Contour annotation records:
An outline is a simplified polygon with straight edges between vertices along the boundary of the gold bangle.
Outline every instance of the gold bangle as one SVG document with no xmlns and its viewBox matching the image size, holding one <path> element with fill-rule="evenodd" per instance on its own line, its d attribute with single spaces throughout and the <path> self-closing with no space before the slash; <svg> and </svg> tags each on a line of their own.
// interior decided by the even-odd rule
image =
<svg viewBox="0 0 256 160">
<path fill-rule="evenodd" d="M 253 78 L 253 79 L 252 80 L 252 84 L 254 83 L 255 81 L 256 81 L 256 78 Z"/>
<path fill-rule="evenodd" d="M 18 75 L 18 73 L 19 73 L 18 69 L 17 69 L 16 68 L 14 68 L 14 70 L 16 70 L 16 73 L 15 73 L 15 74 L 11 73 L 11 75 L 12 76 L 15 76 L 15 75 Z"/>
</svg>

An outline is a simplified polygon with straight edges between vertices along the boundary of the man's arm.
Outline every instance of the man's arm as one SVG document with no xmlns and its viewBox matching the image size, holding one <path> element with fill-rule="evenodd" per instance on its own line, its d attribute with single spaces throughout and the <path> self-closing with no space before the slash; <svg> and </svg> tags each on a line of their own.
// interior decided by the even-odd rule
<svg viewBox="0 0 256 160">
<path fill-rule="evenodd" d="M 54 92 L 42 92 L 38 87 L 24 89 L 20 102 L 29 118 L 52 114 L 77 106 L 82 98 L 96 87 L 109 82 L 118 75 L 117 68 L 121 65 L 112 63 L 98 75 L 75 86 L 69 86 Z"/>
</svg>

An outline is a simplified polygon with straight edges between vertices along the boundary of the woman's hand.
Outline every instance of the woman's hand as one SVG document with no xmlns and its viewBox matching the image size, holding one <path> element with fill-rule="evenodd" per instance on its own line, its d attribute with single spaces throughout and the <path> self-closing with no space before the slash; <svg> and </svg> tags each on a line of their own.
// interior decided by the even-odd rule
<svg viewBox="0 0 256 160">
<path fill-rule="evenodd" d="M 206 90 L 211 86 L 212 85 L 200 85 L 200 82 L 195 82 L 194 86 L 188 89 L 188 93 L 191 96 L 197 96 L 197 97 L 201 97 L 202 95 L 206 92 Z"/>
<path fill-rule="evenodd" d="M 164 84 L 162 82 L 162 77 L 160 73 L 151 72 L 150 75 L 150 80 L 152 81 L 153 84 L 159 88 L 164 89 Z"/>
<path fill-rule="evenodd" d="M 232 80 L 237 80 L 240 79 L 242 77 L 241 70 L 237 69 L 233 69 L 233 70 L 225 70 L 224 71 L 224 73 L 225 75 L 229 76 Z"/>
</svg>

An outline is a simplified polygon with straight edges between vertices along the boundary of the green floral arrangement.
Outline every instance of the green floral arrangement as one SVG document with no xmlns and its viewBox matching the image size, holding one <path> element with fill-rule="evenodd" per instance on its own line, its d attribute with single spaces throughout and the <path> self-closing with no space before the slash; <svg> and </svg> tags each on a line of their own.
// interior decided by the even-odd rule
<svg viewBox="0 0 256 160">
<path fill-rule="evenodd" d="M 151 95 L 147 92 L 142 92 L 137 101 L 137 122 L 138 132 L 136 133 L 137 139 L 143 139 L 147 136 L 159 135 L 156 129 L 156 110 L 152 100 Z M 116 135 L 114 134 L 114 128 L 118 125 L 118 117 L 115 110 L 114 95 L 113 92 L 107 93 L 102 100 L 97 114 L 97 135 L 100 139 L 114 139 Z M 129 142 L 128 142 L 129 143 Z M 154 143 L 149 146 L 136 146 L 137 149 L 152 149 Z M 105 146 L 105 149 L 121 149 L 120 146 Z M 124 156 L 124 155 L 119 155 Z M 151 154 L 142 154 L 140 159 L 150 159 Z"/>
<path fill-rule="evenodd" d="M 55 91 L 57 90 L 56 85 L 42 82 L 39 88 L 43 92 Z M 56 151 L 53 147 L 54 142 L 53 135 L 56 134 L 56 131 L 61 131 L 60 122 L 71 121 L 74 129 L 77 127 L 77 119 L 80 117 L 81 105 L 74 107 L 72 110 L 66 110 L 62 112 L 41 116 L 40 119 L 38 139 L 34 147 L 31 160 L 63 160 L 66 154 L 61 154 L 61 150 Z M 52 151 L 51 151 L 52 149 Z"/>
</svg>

- _YOUR TASK_: Render every line of the material above as a Markdown table with the columns Row and Line, numbering the rows in order and leaving out the blank lines.

- _REPLY_:
| Row | Line |
|---|---|
| 1 | An outline is a simplified polygon with straight edges between vertices along the boundary of the gold bangle. |
| 2 | Outline every instance of the gold bangle as one SVG document with no xmlns and its viewBox matching the image size, holding one <path> element with fill-rule="evenodd" per instance on its own line, its d attribute with single spaces throughout and the <path> self-closing with no space before the slash; <svg> and </svg> tags each on a line of their own. |
| 3 | // interior decided by the even-odd rule |
| 4 | image = |
| 5 | <svg viewBox="0 0 256 160"> |
| 6 | <path fill-rule="evenodd" d="M 253 78 L 253 79 L 252 80 L 252 84 L 254 83 L 255 81 L 256 81 L 256 78 Z"/> |
| 7 | <path fill-rule="evenodd" d="M 18 75 L 18 73 L 19 73 L 18 69 L 17 69 L 16 68 L 14 68 L 14 70 L 16 70 L 16 73 L 15 73 L 15 74 L 11 73 L 11 75 L 12 76 L 15 76 L 15 75 Z"/> |
| 8 | </svg> |
| 9 | An outline is a simplified polygon with straight edges between vertices along the boundary of the man's arm. |
| 10 | Outline every instance of the man's arm as one SVG document with no xmlns and its viewBox matching the image size, holding one <path> element with fill-rule="evenodd" per instance on its own line, its d attribute with single spaces throughout and the <path> self-closing with no space before the slash; <svg> and </svg> tags each on a line of their own. |
| 11 | // interior decided by the even-odd rule |
| 12 | <svg viewBox="0 0 256 160"> |
| 13 | <path fill-rule="evenodd" d="M 54 92 L 42 92 L 38 87 L 24 89 L 20 102 L 29 118 L 52 114 L 77 106 L 82 98 L 96 87 L 109 82 L 118 75 L 117 68 L 121 65 L 112 63 L 98 75 L 75 86 L 69 86 Z"/> |
| 14 | </svg> |
| 15 | An outline is a simplified polygon with straight edges between vertices along the boundary of the woman's hand. |
| 16 | Outline every instance of the woman's hand as one SVG document with no xmlns and its viewBox matching the image size, holding one <path> element with fill-rule="evenodd" per instance on its own line, its d attribute with single spaces throughout and the <path> self-closing with no space before the slash; <svg> and </svg> tags each on a line of their own. |
| 17 | // interior decided by the even-odd rule |
| 18 | <svg viewBox="0 0 256 160"> |
| 19 | <path fill-rule="evenodd" d="M 206 90 L 211 86 L 212 85 L 200 85 L 200 82 L 195 82 L 194 86 L 188 89 L 188 93 L 191 96 L 197 96 L 197 97 L 201 97 L 202 95 L 206 92 Z"/> |
| 20 | <path fill-rule="evenodd" d="M 164 84 L 162 82 L 162 77 L 160 73 L 151 72 L 150 75 L 150 80 L 152 81 L 153 84 L 159 88 L 164 89 Z"/> |
| 21 | <path fill-rule="evenodd" d="M 232 80 L 237 80 L 240 79 L 242 77 L 241 70 L 237 69 L 233 69 L 233 70 L 225 70 L 224 71 L 224 73 L 225 75 L 229 76 Z"/> |
| 22 | </svg> |
| 23 | An outline is a simplified polygon with straight edges between vertices along the boundary of the green floral arrangement. |
| 24 | Outline every instance of the green floral arrangement as one SVG document with no xmlns and its viewBox matching the image size, holding one <path> element with fill-rule="evenodd" per instance on its own line, its d attribute with single spaces throughout and the <path> self-closing with no space before the slash; <svg> and </svg> tags each on a line of their own. |
| 25 | // interior decided by the even-odd rule |
| 26 | <svg viewBox="0 0 256 160"> |
| 27 | <path fill-rule="evenodd" d="M 151 95 L 147 92 L 142 92 L 137 101 L 137 122 L 138 132 L 136 133 L 137 139 L 143 139 L 147 136 L 159 135 L 156 129 L 156 110 L 152 100 Z M 116 135 L 114 134 L 114 128 L 118 125 L 118 117 L 115 110 L 114 95 L 113 92 L 107 93 L 102 100 L 97 114 L 97 135 L 100 139 L 114 139 Z M 129 142 L 128 142 L 129 143 Z M 154 143 L 149 146 L 136 146 L 137 149 L 152 149 Z M 105 146 L 105 149 L 121 149 L 120 146 Z M 124 156 L 124 155 L 119 155 Z M 151 154 L 142 154 L 140 159 L 150 159 Z"/> |
| 28 | <path fill-rule="evenodd" d="M 55 91 L 57 90 L 56 85 L 42 82 L 39 88 L 43 92 Z M 56 151 L 53 147 L 54 142 L 53 135 L 56 134 L 56 131 L 61 131 L 60 122 L 71 121 L 74 129 L 77 127 L 77 119 L 80 117 L 81 105 L 74 107 L 72 110 L 66 110 L 62 112 L 41 116 L 40 119 L 38 139 L 34 147 L 31 160 L 63 160 L 66 154 L 61 154 L 61 150 Z M 52 151 L 51 151 L 52 149 Z"/> |
| 29 | </svg> |